> _What to work on_: Determine how many lines of the data include the word "below", and write only that number.

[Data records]
--- START ---
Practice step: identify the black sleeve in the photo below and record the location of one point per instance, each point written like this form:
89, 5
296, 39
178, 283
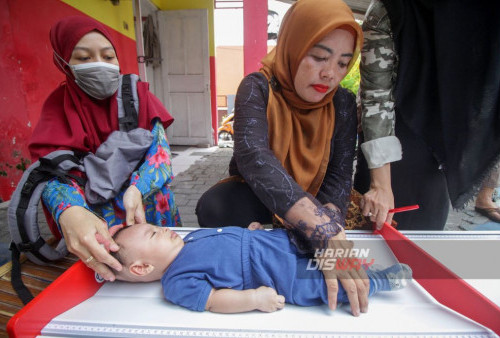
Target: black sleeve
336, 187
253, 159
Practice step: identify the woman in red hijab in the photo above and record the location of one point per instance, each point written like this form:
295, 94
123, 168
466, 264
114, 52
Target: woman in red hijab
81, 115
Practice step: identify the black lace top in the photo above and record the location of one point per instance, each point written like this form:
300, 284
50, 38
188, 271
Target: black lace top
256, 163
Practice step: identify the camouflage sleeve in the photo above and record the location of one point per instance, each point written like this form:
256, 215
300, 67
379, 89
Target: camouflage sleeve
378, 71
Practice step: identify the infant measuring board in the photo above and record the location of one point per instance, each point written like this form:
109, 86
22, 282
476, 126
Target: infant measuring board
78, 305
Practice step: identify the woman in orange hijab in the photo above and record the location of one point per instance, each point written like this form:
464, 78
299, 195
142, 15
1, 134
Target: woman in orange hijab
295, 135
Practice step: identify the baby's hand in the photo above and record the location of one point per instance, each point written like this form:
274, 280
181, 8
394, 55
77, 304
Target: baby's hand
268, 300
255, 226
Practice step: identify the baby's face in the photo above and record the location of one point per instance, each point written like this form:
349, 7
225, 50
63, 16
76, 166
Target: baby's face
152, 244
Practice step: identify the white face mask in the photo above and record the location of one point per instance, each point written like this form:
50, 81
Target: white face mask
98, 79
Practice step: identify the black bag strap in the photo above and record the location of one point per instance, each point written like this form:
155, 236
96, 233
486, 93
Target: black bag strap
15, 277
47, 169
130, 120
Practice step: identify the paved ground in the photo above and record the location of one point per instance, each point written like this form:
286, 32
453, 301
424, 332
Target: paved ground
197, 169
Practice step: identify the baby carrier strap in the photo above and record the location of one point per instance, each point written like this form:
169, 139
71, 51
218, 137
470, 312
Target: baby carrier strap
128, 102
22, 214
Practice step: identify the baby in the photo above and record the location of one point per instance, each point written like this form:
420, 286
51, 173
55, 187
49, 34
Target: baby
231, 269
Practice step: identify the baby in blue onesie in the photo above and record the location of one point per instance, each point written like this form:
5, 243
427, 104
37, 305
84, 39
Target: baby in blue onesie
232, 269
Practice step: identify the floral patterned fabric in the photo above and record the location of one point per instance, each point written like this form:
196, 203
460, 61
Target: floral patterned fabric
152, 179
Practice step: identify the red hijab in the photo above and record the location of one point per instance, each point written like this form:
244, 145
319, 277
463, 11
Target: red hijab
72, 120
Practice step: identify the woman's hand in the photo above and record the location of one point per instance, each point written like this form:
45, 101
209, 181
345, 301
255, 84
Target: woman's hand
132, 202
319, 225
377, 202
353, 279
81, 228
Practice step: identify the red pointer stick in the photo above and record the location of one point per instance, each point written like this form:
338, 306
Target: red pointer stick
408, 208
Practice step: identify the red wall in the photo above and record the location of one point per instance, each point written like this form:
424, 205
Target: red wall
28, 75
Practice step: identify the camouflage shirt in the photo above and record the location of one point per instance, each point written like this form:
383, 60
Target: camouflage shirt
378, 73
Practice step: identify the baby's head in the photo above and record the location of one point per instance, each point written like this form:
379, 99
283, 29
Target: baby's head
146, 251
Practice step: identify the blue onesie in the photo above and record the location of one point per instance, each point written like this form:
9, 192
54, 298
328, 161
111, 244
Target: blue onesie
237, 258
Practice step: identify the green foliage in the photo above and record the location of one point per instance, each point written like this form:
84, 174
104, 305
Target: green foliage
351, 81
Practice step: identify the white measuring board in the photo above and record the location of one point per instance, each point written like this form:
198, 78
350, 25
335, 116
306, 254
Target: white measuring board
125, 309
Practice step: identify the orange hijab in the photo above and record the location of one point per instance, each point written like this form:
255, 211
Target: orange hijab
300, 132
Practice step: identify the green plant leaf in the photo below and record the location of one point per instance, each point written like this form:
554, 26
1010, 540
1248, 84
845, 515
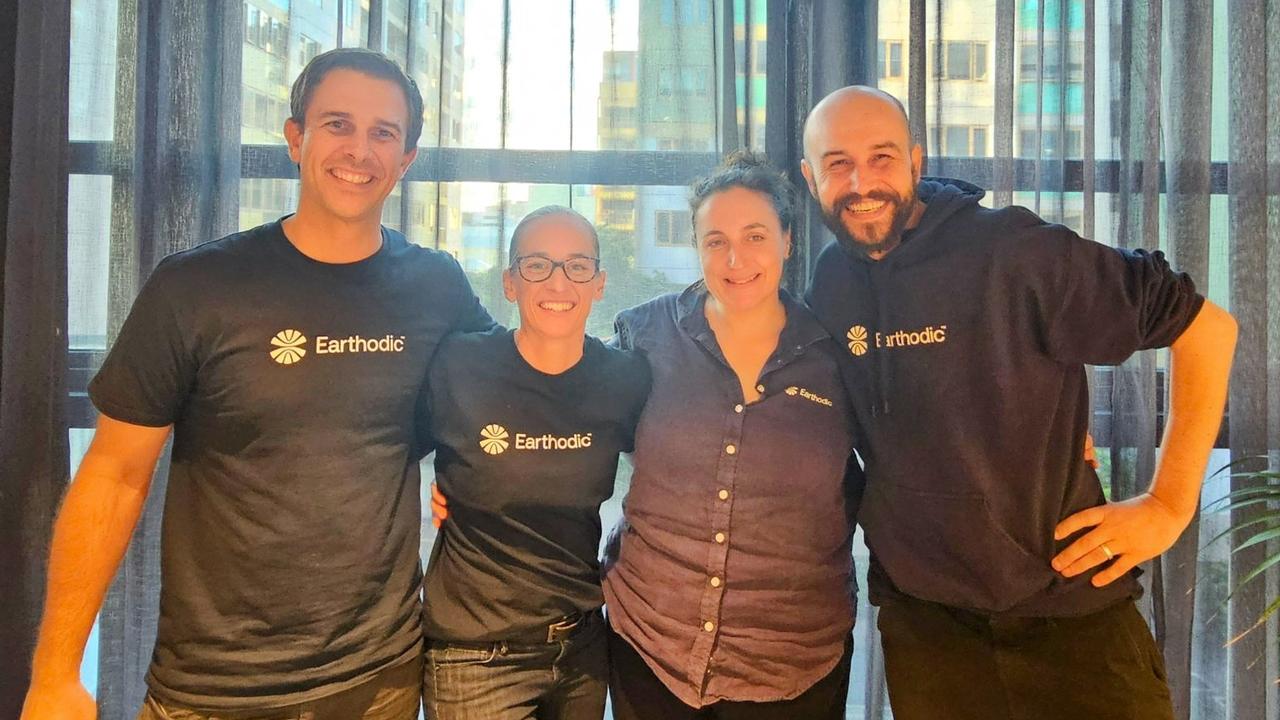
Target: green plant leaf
--- END ---
--- START ---
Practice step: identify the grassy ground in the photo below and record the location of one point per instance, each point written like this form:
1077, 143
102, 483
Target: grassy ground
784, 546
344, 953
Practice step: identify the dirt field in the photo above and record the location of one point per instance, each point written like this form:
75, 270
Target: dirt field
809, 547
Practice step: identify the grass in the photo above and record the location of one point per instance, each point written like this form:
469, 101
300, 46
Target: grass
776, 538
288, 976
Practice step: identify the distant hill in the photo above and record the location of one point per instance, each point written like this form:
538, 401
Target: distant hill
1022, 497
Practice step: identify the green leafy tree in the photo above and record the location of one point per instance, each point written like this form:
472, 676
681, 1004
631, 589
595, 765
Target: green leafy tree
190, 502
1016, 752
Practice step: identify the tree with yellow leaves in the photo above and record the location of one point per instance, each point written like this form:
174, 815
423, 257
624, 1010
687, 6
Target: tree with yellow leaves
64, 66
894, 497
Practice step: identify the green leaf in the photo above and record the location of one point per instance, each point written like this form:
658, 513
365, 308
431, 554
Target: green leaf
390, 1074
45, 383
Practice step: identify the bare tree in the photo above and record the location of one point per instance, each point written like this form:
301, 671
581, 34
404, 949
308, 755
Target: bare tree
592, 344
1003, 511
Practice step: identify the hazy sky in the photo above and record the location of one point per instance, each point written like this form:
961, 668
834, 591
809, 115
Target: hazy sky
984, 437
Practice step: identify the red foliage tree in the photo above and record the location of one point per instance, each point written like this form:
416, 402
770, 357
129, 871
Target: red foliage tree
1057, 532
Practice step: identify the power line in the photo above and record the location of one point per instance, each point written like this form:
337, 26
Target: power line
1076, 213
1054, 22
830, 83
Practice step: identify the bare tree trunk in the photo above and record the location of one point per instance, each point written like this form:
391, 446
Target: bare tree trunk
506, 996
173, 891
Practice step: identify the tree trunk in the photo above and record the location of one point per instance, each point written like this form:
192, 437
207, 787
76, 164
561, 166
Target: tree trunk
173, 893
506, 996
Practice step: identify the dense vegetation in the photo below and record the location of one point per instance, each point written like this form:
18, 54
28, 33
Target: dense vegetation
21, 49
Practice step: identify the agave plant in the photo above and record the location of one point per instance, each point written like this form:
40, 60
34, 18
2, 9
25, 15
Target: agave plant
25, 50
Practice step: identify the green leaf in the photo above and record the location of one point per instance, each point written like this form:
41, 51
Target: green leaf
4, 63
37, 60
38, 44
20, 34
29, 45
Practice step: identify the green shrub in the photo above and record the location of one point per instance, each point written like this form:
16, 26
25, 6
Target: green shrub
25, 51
--- END ---
> _Output for this task_: 4